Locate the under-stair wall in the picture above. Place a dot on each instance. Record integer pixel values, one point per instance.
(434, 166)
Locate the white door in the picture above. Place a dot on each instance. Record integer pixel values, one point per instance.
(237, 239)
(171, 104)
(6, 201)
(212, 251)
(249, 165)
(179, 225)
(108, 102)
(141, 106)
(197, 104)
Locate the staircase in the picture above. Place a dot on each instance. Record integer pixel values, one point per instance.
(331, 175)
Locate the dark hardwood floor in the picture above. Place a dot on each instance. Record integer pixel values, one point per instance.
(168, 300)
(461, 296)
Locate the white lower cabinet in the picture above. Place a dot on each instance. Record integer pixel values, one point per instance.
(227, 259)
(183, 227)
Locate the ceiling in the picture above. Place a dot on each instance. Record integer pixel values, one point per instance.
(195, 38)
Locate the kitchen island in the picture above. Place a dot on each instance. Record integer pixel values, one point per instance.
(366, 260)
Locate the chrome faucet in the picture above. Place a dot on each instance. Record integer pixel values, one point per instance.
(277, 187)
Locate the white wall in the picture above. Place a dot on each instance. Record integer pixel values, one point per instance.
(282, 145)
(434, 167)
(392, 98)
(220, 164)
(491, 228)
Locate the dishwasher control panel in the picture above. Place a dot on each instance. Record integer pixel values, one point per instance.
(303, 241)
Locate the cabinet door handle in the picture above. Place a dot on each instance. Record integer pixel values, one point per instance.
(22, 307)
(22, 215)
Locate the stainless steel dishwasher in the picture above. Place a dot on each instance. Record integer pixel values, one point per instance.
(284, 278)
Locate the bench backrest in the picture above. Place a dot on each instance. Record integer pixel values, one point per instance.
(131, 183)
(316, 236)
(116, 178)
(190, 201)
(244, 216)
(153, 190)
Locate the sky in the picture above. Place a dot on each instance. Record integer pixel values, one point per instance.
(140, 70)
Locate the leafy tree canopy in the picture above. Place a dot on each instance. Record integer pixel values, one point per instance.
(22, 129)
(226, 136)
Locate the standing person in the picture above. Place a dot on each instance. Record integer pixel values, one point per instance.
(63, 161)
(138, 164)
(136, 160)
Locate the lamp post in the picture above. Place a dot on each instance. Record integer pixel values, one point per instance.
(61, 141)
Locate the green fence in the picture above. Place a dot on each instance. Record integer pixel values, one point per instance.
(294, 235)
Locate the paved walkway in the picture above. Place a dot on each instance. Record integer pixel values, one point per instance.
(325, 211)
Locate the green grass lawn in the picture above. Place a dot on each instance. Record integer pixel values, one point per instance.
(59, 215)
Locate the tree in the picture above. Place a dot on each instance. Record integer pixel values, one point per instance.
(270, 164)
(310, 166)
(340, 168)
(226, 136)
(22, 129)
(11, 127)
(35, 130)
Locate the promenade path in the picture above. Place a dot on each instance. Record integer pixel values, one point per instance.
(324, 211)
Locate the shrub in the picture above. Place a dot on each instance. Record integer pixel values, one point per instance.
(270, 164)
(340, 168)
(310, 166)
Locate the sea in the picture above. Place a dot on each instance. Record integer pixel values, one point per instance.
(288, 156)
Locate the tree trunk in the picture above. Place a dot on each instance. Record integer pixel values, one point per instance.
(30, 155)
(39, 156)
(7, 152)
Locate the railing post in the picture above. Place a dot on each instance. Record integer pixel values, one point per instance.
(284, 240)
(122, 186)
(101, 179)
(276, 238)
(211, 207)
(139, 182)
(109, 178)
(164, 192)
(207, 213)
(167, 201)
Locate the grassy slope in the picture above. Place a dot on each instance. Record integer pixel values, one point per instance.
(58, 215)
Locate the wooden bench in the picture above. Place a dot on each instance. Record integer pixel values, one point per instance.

___

Repeat the whole listing, keeping every word exact.

Locate the under-stair wall in the picture above. Place a dot on each instance. Record integer pixel values, one point per instance.
(434, 166)
Locate the white door in the picture above. Place a dot on each instance. Record integer pixel values, one point per instance.
(237, 239)
(171, 104)
(6, 201)
(212, 251)
(249, 165)
(179, 225)
(108, 102)
(141, 106)
(197, 104)
Locate the staircase in the picture above. Place a dot on each instance. Record integer pixel values, one point per instance.
(331, 175)
Locate the dark hardwood floor in the picture above. Place a dot on each instance. Record integer pixel values, one point per instance.
(168, 300)
(461, 296)
Locate the white lower cabinet in the picture above. Place a dot on each instance. Record integer pixel values, one point per instance.
(227, 259)
(183, 227)
Locate the ceiling in the picture above. Place a dot on each instance. Record integer pixel values, one point per instance.
(195, 38)
Locate the kitchen island in the picture above. Place a dot on each instance. Record integer pixel values, one point per instance.
(366, 260)
Locate the chrome faucet in the picture above. Place a dot on each instance. Record integer pixel values, one point per instance.
(277, 187)
Locate the white wall in the picture above. Place a dot on each instance. Record integer pixel values, one point per instance.
(282, 145)
(434, 167)
(392, 98)
(220, 164)
(491, 228)
Locate the dishwasher control panel in the picture above. Place a dot on each instance. Record integer pixel values, one point per instance.
(303, 241)
Locate the cabinet door handle in the picture above. Place a dot on each instance. Record integer pixel values, one point per instance.
(22, 307)
(22, 215)
Locate the stainless steel dishwasher in the picture above. Place a dot on each instance. Record integer pixel values, one point per instance.
(284, 278)
Locate the bench backrest in the picture above. Place a dot on each instance. Record integer pixel values, one point per instance.
(131, 183)
(316, 236)
(116, 178)
(190, 201)
(244, 216)
(153, 190)
Locate the sky in the picture above. Place a dot on each instance. Record integer pixel values, one point per instance.
(140, 70)
Locate the leafy tree canopy in the picture above. Place a dot on each instance. Record integer pixel values, one point per instance.
(22, 129)
(226, 136)
Locate the standing person in the picture above. Place a dot on each instance. Record integer pixel values, one point per instance.
(63, 161)
(138, 164)
(136, 160)
Locate the lamp post in the picture above. Place a dot on each instance. Record integer pixel values, one point per instance.
(61, 141)
Locate the green fence in the picture above. Place a dot on each instance. Record integer pixel values, one point per instance.
(294, 235)
Locate the paved walkway in the picture above. Place a dot on each instance. Record integer pixel values, one point per instance.
(325, 211)
Locate the green grass lawn in the picture above. Place a dot on each instance. Record integer pixel values, one point per instance.
(59, 215)
Locate the tree in the picture above. Place a dot on each instance. Record integer pixel values, one point per instance.
(270, 164)
(310, 166)
(340, 168)
(226, 136)
(22, 129)
(11, 127)
(35, 130)
Locate the promenade path in the picture above. Place a dot on each instance. Record integer pixel values, one point per instance.
(324, 211)
Locate the shrub in the picture above. Place a dot on each instance. Record integer pixel values, one point per instance.
(270, 164)
(340, 168)
(310, 166)
Locate the sea in the picture above. Place a dot on each instance. Record integer pixel values, one point per instance.
(288, 156)
Locate the tree trunk in the picture above. Place a dot on each instance. Record integer pixel values, one point per instance.
(30, 155)
(39, 156)
(7, 152)
Locate the railing post in the picture above. Place a dot on each instance. Record integer pixel values, one point per instance.
(284, 240)
(122, 186)
(101, 179)
(276, 238)
(211, 207)
(139, 182)
(109, 178)
(164, 192)
(207, 213)
(167, 201)
Locate the grassy slope in the picture above. Place a dot on each instance. Record integer pixel values, one point per instance.
(58, 215)
Locate the wooden bench in the picture above. Place a dot on each instance. Record integer pixel values, one point per instance.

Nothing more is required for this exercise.